*** Opening of DATA TO EXAMINE ***

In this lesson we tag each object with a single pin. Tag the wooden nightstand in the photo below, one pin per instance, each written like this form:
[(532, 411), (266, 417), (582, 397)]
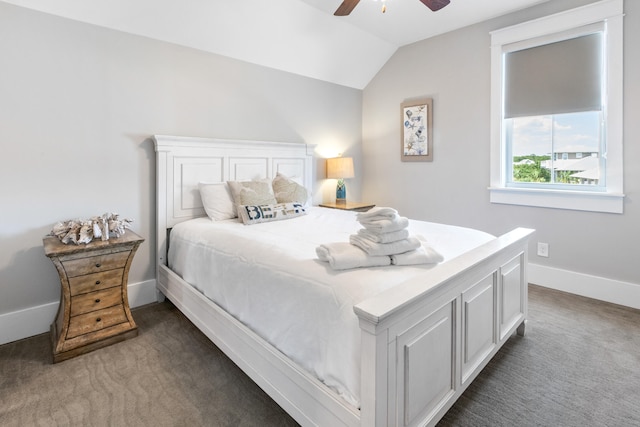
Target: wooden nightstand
[(348, 206), (94, 306)]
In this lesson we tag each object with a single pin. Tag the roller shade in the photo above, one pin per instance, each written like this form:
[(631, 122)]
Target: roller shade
[(555, 78)]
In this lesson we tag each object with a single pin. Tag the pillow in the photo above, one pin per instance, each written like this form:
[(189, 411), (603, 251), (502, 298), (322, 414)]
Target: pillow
[(217, 200), (266, 213), (252, 192), (287, 190)]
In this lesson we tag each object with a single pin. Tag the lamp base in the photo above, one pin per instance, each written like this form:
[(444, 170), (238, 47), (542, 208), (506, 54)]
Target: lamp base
[(341, 192)]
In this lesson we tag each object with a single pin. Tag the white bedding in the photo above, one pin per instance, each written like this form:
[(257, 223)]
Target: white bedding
[(268, 276)]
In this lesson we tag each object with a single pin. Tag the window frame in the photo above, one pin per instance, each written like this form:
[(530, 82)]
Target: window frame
[(611, 199)]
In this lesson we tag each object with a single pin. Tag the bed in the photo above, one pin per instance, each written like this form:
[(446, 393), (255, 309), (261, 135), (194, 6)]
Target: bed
[(421, 336)]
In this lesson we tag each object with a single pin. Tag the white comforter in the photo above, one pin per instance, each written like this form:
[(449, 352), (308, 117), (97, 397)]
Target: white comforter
[(268, 276)]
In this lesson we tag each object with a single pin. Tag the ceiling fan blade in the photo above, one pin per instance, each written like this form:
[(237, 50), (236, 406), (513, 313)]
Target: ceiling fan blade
[(435, 5), (346, 7)]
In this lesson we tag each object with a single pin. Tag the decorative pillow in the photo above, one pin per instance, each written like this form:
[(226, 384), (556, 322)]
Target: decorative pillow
[(265, 213), (252, 192), (287, 190), (217, 200)]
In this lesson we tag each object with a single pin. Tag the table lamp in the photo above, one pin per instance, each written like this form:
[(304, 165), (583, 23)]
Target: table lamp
[(340, 168)]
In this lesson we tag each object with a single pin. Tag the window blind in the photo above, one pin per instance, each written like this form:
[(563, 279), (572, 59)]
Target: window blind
[(555, 78)]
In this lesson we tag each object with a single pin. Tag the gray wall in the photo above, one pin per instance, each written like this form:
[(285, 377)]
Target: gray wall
[(454, 69), (78, 104)]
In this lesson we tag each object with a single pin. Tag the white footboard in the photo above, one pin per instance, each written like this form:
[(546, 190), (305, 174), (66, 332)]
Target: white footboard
[(423, 345)]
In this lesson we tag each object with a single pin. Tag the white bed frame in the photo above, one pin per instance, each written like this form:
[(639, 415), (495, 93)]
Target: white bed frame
[(423, 342)]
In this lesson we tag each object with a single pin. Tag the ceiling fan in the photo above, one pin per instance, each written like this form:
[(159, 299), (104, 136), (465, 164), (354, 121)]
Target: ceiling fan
[(348, 5)]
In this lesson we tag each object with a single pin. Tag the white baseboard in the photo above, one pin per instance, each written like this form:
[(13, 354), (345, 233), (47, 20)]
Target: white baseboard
[(31, 321), (601, 288)]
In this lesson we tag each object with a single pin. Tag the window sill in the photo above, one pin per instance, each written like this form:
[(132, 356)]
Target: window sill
[(559, 199)]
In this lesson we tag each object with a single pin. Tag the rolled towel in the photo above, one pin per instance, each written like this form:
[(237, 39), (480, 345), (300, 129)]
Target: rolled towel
[(386, 225), (393, 236), (373, 248), (344, 256), (423, 255), (377, 212)]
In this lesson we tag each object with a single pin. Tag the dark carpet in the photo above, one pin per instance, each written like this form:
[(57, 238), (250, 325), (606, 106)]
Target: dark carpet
[(577, 365)]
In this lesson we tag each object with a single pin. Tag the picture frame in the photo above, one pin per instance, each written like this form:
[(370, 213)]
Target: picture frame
[(416, 136)]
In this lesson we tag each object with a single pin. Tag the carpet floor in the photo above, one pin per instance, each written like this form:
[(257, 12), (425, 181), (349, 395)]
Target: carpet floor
[(577, 365)]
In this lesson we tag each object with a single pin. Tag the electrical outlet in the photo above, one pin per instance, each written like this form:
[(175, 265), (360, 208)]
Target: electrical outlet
[(543, 249)]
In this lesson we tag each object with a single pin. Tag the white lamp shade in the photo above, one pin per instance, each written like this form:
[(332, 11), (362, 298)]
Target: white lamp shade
[(340, 167)]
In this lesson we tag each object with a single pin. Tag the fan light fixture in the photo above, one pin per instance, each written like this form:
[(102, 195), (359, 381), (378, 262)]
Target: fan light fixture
[(347, 6)]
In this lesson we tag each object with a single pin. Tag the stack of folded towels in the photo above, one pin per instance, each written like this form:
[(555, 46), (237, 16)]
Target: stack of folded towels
[(384, 240)]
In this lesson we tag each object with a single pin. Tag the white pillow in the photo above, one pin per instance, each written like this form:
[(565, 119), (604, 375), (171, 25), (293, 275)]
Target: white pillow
[(217, 200), (255, 193), (266, 213), (286, 190)]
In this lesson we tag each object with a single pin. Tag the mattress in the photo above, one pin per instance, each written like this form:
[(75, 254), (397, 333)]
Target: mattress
[(268, 276)]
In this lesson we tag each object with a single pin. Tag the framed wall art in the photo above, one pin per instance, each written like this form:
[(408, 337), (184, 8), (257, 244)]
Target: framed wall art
[(416, 139)]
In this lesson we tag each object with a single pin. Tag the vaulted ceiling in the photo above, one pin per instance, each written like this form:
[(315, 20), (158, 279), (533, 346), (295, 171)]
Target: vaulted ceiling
[(298, 36)]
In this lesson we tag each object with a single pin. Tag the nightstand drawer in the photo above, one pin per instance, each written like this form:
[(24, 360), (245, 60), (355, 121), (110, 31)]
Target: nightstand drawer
[(96, 320), (96, 281), (95, 264), (96, 301)]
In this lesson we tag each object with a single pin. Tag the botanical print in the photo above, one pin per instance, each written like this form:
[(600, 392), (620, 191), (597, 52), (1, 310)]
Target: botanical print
[(415, 135)]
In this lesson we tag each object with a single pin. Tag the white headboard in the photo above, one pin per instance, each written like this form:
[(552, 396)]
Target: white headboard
[(182, 162)]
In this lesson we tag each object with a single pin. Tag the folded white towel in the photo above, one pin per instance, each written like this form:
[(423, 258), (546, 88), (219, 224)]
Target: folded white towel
[(385, 225), (343, 256), (377, 212), (373, 248), (423, 255), (393, 236)]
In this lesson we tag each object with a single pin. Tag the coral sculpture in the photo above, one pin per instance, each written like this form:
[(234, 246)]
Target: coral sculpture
[(84, 231)]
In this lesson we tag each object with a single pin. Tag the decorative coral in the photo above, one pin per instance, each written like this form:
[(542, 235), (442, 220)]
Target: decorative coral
[(84, 231)]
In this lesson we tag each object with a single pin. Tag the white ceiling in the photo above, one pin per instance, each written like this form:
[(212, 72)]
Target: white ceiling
[(298, 36)]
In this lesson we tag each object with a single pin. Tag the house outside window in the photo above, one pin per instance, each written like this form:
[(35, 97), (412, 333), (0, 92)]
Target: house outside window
[(556, 110)]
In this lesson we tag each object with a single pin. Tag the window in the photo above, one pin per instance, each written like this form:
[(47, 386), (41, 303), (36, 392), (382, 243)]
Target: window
[(556, 110)]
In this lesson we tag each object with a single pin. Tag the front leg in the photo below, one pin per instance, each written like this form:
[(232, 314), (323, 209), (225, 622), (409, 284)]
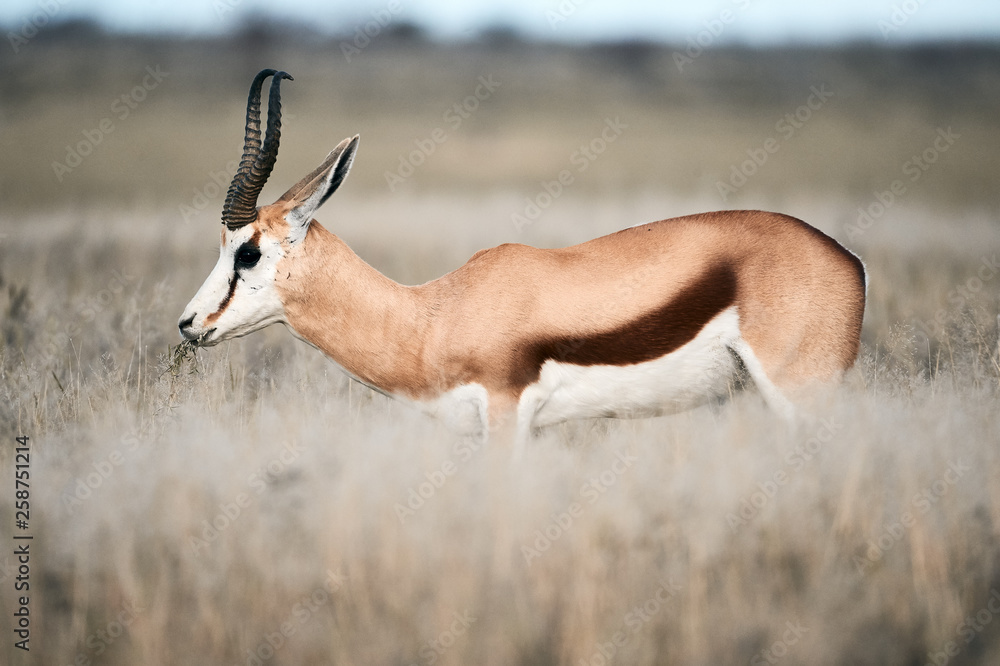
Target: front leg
[(528, 407)]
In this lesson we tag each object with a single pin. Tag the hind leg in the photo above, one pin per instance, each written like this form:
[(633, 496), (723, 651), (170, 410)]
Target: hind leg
[(773, 397)]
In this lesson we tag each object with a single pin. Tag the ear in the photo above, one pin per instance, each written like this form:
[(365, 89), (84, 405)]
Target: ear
[(312, 191)]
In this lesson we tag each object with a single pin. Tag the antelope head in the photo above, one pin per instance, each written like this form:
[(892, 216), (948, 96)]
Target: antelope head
[(240, 296)]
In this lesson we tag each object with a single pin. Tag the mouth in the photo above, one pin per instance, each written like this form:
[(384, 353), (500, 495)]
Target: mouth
[(202, 340)]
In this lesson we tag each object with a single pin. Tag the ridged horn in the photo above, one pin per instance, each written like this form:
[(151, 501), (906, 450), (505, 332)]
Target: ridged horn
[(240, 208)]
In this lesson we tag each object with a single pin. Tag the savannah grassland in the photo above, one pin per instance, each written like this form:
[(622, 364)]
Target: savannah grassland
[(250, 505)]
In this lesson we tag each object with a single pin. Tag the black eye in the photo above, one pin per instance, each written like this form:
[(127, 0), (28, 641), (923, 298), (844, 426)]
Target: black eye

*** Close of DATA TO EXAMINE ***

**TASK PROMPT**
Pick out, from the lines above, every one that contains the string "below".

**EXERCISE RESPONSE**
In this lesson we tag each object with a single pin. Tag the wooden nightstand in the photo below, one pin per instance, each written like this form:
In this lesson we tag each object with a single pin. Tag the front leg in the photo below, one pin per instance, each written like this form:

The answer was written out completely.